# [GIVEN TEXT]

The pregnancy was going well for Lorraine Kelly and her husband Sean, of Collegeville, PA. Then happiness turned to shock when they received the results of Lorraine's routine fifth month ultrasound.
"My obstetrician noticed a lump on the baby's neck. He sent us to a local hospital and they quickly referred us to the Center for Fetal Diagnosis and Treatment at The Children's Hospital of Philadelphia for further testing. The baby was diagnosed with a cervical teratoma, a form of 'giant neck mass' on her trachea, or breathing tube.
"I was shocked and upset, " Lorraine recalls. "We had never heard of anything like it. All my friends and family members were having normal pregnancies. It was so hard to understand what went wrong."
Scientists don't yet understand why giant neck masses develop on a fetus' airway, but the masses are not considered to be genetic. They are, however, serious conditions that can result in complications ranging from breathing or eating difficulties after birth to polyhydramnios, a build up of amniotic fluid in the womb.
In addition to obstructing the airway, giant neck masses can compress the esophagus, preventing the fetus from normally swallowing amniotic fluid in the womb. This can result in a dangerous build-up of the fluid and early labor. The giant neck mass also can compress the trachea, making it soft.
A temporary tracheostomy -- a surgical opening in the trachea -- is sometimes necessary to allow the baby to breathe normally until the trachea hardens.
"Despite all our fears, the people at CHOP gave us hope," says Lorraine. "They were so supportive and walked us through everything that would happen, from the birth to caring for her afterward."
Lorraine was given hormone shots to help prevent an early delivery. And on June 1, 1998, baby Emily was born via Cesarean section. The EXIT procedure was used to help stabilize her airway during the birth. EXIT, which stands for "ex utero intrapartum therapy," allows the baby to be partially delivered through a C-section while still attached to the placenta via the umbilical cord. The surgeon then works to establish an airway to permit the baby to breathe.

# [WORK ORDER]
Go on with the account of Emily's giant neck mass from the point where it stops. Nothing in the records is required here.

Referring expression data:

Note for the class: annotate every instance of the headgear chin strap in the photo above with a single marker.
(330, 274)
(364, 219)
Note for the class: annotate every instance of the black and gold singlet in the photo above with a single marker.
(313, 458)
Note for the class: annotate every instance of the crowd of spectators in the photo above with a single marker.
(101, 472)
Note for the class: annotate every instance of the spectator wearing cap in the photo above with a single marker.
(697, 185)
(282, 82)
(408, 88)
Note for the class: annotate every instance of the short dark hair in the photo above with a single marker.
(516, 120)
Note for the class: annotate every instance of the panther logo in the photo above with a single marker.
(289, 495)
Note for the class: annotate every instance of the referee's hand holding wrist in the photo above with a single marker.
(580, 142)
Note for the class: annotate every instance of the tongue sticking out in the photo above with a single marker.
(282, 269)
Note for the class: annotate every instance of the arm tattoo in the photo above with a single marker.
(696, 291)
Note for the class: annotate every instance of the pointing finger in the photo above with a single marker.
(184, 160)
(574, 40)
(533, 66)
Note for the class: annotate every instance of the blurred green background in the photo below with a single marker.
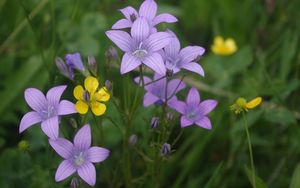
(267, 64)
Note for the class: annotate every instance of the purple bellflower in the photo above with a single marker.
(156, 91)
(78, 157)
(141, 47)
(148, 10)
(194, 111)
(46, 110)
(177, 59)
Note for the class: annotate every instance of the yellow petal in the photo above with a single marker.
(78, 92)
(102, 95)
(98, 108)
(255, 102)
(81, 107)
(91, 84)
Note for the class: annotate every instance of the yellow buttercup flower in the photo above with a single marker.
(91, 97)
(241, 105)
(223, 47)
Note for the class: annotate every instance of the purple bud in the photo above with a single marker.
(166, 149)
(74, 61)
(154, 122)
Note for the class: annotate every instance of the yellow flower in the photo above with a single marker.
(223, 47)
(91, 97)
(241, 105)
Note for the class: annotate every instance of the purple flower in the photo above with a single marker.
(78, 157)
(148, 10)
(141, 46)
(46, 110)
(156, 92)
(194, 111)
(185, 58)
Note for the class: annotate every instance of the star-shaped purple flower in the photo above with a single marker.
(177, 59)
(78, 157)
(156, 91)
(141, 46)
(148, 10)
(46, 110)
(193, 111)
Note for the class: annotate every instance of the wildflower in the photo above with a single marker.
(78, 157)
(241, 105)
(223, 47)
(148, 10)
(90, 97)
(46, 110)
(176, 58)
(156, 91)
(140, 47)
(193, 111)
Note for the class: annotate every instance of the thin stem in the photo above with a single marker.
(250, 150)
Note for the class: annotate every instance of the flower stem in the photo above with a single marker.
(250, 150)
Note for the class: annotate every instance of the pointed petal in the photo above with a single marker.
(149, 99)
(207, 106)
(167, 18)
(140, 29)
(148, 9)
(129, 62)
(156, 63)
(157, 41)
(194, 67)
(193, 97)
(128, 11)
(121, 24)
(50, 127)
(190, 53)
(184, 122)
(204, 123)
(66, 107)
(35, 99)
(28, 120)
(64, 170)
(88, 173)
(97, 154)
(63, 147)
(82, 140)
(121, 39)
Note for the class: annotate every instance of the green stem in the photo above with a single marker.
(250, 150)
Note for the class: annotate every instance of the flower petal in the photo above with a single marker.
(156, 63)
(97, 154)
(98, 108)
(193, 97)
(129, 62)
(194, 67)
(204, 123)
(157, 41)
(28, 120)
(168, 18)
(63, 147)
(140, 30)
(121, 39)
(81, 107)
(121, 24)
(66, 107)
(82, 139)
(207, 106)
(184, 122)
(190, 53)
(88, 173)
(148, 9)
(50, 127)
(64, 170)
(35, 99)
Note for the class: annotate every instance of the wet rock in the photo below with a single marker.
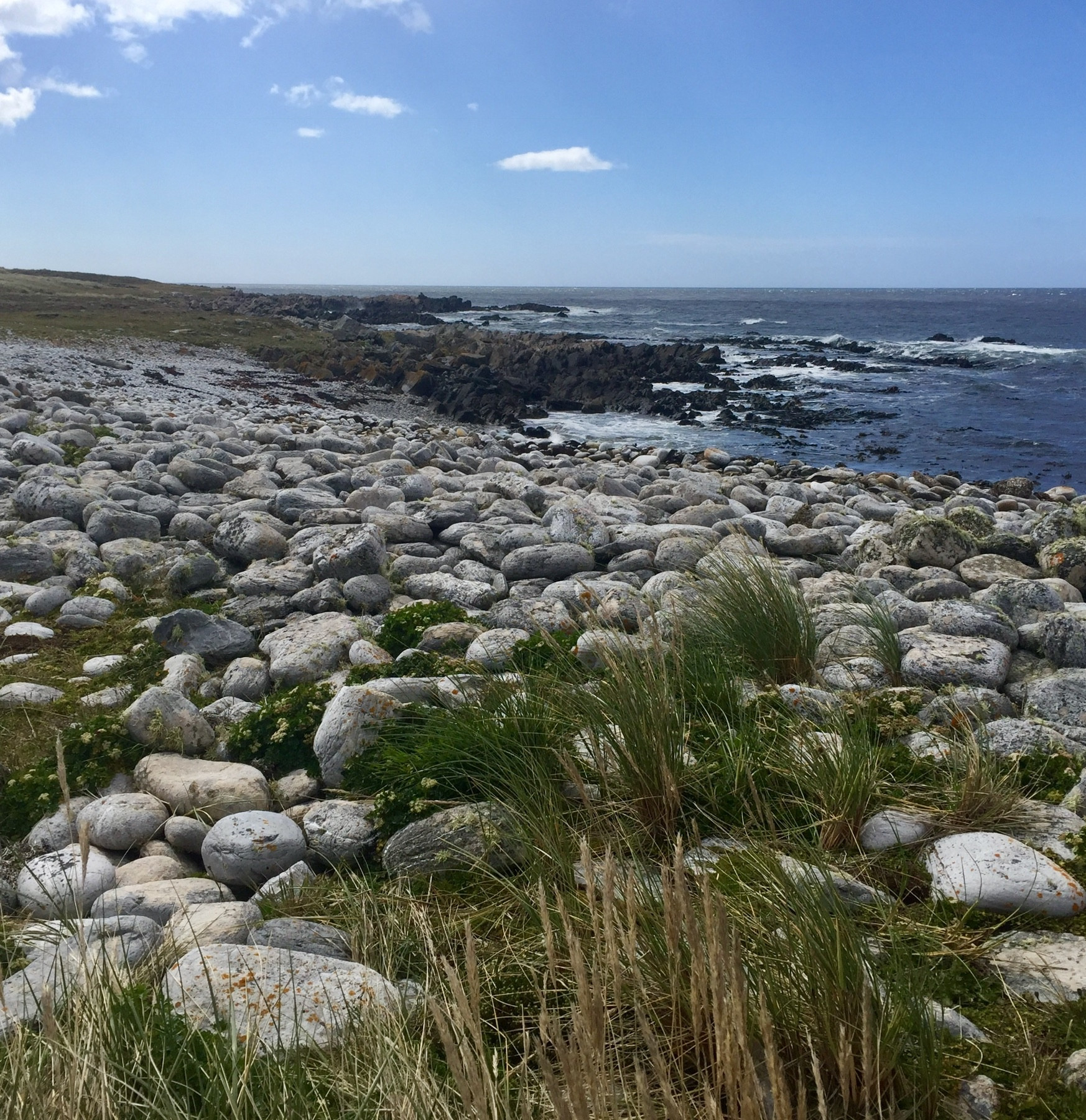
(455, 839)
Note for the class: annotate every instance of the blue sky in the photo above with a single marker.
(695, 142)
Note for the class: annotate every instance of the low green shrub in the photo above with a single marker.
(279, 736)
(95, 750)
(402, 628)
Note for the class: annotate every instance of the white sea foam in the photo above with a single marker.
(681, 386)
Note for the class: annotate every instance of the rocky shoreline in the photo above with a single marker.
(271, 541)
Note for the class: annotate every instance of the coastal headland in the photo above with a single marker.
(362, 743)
--
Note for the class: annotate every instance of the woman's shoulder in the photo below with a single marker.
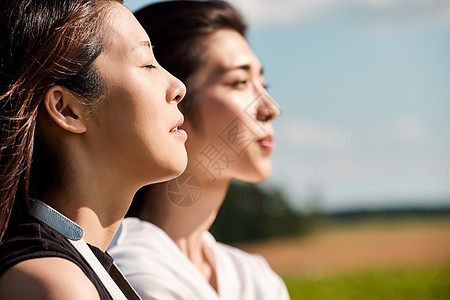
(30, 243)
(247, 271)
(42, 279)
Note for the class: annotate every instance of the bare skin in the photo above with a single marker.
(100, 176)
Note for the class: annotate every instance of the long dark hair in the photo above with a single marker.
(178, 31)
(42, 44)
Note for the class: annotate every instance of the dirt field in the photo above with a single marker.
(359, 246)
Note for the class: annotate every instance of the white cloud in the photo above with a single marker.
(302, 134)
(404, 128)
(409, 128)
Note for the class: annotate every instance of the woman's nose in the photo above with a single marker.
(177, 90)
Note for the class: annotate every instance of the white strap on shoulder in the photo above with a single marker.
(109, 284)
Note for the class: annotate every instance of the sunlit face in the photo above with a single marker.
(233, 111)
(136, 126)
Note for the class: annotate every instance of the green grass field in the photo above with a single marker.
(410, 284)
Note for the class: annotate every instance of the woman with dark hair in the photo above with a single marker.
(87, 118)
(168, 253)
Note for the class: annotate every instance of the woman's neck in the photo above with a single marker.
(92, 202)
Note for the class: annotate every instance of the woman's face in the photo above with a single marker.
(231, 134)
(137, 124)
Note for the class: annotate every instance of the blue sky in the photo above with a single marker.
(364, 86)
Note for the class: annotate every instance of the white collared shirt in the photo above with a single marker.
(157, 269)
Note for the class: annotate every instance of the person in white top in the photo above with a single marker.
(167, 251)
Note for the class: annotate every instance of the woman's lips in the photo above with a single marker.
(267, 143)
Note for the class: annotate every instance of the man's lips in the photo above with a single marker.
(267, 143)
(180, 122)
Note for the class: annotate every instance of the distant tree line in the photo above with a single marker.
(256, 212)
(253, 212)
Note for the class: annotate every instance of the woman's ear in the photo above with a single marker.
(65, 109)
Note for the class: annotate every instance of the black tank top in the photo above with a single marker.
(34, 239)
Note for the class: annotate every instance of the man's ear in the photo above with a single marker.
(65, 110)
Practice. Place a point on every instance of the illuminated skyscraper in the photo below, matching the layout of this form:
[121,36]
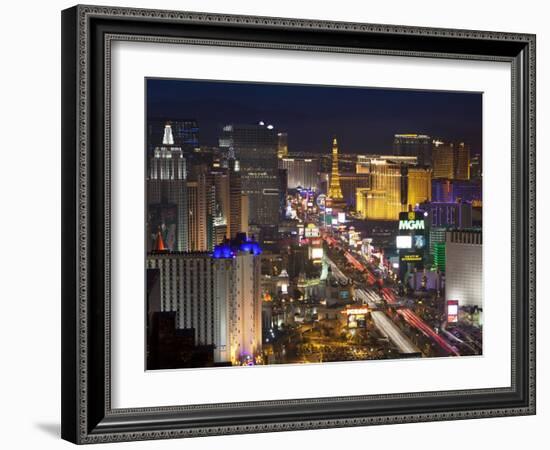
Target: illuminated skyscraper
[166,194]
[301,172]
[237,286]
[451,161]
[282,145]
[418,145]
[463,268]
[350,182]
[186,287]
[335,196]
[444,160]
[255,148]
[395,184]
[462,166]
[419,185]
--
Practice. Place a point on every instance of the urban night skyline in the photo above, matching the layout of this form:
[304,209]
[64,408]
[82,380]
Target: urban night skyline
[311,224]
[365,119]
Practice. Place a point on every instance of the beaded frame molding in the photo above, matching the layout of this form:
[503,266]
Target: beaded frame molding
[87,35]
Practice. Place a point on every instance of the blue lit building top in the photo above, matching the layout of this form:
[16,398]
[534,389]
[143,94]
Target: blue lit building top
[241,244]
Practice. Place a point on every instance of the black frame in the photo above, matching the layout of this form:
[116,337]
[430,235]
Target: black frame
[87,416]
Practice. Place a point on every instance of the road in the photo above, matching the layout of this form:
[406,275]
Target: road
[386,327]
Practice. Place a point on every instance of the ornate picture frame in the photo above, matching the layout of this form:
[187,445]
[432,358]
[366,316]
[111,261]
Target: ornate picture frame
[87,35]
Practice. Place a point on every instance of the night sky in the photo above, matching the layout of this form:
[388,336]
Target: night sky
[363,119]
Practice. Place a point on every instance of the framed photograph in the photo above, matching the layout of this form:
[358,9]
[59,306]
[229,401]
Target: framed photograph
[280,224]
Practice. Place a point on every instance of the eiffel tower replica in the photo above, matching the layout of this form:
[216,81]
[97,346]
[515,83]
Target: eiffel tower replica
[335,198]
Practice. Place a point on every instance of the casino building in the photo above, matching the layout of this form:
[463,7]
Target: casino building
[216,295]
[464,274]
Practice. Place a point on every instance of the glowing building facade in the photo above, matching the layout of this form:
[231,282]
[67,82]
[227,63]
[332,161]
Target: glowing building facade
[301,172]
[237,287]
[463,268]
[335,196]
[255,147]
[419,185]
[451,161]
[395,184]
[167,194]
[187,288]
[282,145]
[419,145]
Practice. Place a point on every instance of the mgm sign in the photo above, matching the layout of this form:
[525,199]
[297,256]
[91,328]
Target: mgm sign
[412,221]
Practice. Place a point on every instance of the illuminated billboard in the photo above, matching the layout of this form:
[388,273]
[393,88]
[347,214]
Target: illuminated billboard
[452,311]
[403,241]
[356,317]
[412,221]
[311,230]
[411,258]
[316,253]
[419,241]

# [RESULT OF THE TASK]
After the tumor on Emily's airway was removed and a tracheostomy was performed to allow her to breathe, the baby was taken to the Newborn Infant Intensive Care Unit. She remained there for four months -- through Mother's Day and Father's Day -- until she was transferred to Children's Seashore House. "The last four weeks she was at Seashore House, where they taught us how to take care of her when she went home, " says her mom.
Home care for the baby was overwhelming at first, Lorraine recalls. Emily needed help with both breathing and eating. "She was used to being fed by a tube in her belly and had the tracheostomy. We did have around-the-clock home nursing, but it was scary at first." When the tumor was removed, Emily's thyroid also was removed. "She will have to be on meds her whole life," adds Lorraine.
Emily couldn't speak because of the tracheostomy, which finally was removed when she was age 4. But speech and occupational therapy went well for her. "To Emily, it was all normal. There is some paralysis of the vocal cords, but she speaks well. Her voice is just a little deeper." The fourth grader does well in school and is very outgoing. She also loves the nurses at CHOP, her mom adds.
"The staff at CHOP was great," says Lorraine. "In the circumstances, I wouldn't want to be anywhere else. They are my second family, my second home for follow-ups. They took such good care of us -- it's were you want to be if there is a serious medical problem."
Lorriane counsels others who may have a similar diagnosis to never give up hope. "The team at The Children's Hospital of Philadelphia is the reason my husband was able to hold Emily for the first time -- on Father's Day."